### TEXTAUSZUG

* * * * * * *

Der Wunsch alles zu sagen
Der Schmerz alles zu tun
Wir nehmen es leicht
Blätterhimmel kühlt unsere Haut
Noch wund von den Splittern des Krieges
Ja. Diese Geräusche. Sie sind da
Und die Bilder von den Sternen
Aufgehoben im Traum

Mich seh ich abgefallen seh mich
Leereleicht. Immer noch kreisend
Über Wunschgärten
Über Straßen nicht endender Sommer
Immer noch die unmöglichen Begehren
Wir warten schon wieder
Wir sterben schon wieder

Einmal war die Straße heiß wie im
Kinderjuni. Tausendschön duftete
Meine kleine verletzte Mutter lüftete das Zimmer
Ferne rollten die Menschenzüge
Brandroter Himmel über den Steinen
Schrie daß die Seele
Beschädigt lebenslang



  Der gelbe Akrobat – Neue Folge 34

Michael Buselmeier
Idylle mit Störgeräuschen



Unter den Themen, die den Dichter Rolf Haufs lebenslang umge­trieben haben, dominiert das Auto­bio­graphi­sche, zuge­spitzt und radi­kali­siert in Ge­stalt von Rück­blicken auf seine Kriegs- und Nach­kriegs­kind­heit in Rheydt am Nieder­rhein, wo der 1935 in Düsseldorf Geborene aufgewachsen ist. Mal spricht das lyrische Subjekt eher dis­tan­ziert in der Ich-Form von dieser Zeit, ein andermal ver­all­ge­meinernd als „wir“, als erlebendes und erlei­dendes Kol­lektiv, und zwar nicht selten im selben Gedicht.
  „Kinderjuni“ erschien zuerst in dem Band „Juni­ab­schied“ aus dem Jahr 1984. „Wir nehmen es leicht“ heißt es anfangs, wir wandeln als Kinder in der Sonne und ahnen noch nichts von den Wunden, aus denen wir schon bald bluten werden. In die lichten In­bilder vom „nicht en­denden Sommer“, den „Wunsch­gärten“, dem küh­lenden Blätter- und Sternen­himmel, in das „unmög­liche“ Begeh­ren der Ju­gend, „alles zu sagen“ und „alles zu tun“, drängt sich die krude Geschichte mit schrillen Stör­ge­räuschen: Die Haut ist „noch wund von den Split­tern des Krie­ges“; und das von seiner Fami­lie oder vom rechten Glauben „abge­fallene“ und „leere­leichte“ Ich harrt, vom Singular in den Plural wechselnd, der kommenden Schrecken. „Wir warten schon wieder / Wir sterben schon wieder“. Mag sein, dass sich hier die in den 80er Jahren weit ver­breitete Angst vor dem „dro­henden Atomtod“ einge­schli­chen hat.

* * * * * * *

### EINTRÄGE
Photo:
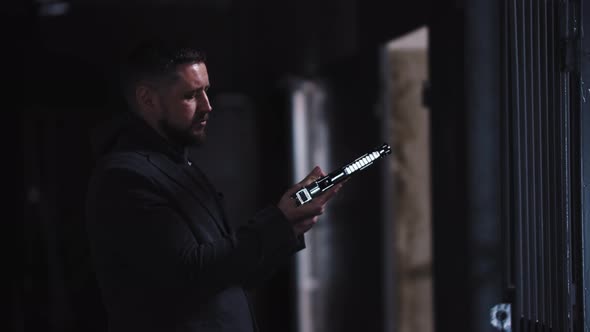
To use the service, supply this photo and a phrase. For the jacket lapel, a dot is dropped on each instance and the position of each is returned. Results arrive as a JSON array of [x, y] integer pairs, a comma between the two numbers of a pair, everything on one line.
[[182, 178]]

* * * * * * *

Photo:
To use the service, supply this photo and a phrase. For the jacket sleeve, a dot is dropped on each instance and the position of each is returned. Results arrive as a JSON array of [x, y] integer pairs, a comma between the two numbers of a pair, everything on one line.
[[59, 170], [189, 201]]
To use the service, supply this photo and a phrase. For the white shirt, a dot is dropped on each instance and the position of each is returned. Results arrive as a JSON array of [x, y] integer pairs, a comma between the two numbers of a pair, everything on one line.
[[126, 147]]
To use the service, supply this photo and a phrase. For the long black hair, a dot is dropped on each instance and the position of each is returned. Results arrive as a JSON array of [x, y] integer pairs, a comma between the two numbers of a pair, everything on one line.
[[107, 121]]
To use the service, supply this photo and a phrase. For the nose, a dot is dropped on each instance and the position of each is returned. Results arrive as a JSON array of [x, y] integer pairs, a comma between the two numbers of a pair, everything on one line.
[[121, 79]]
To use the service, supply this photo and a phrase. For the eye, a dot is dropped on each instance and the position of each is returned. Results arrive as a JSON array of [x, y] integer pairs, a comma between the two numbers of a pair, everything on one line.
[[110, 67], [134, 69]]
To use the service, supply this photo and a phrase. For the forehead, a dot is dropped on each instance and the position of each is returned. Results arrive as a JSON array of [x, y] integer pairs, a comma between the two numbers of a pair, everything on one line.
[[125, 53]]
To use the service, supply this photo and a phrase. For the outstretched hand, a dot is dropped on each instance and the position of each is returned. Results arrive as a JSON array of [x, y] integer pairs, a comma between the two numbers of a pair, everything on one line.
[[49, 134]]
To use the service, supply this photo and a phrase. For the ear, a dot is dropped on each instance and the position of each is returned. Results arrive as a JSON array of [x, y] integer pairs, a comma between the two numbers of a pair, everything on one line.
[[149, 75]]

* * * * * * *

### ZIEL DER ÜBUNG
Gib aus dem Textauszug den Abschnitt von „Michael Buselmeier“ bis einschließlich „im selben Gedicht.“ wortgetreu aus.

### LÖSUNG DER AUFGABE
Michael Buselmeier
Idylle mit Störgeräuschen



Unter den Themen, die den Dichter Rolf Haufs lebenslang umge­trieben haben, dominiert das Auto­bio­graphi­sche, zuge­spitzt und radi­kali­siert in Ge­stalt von Rück­blicken auf seine Kriegs- und Nach­kriegs­kind­heit in Rheydt am Nieder­rhein, wo der 1935 in Düsseldorf Geborene aufgewachsen ist. Mal spricht das lyrische Subjekt eher dis­tan­ziert in der Ich-Form von dieser Zeit, ein andermal ver­all­ge­meinernd als „wir“, als erlebendes und erlei­dendes Kol­lektiv, und zwar nicht selten im selben Gedicht.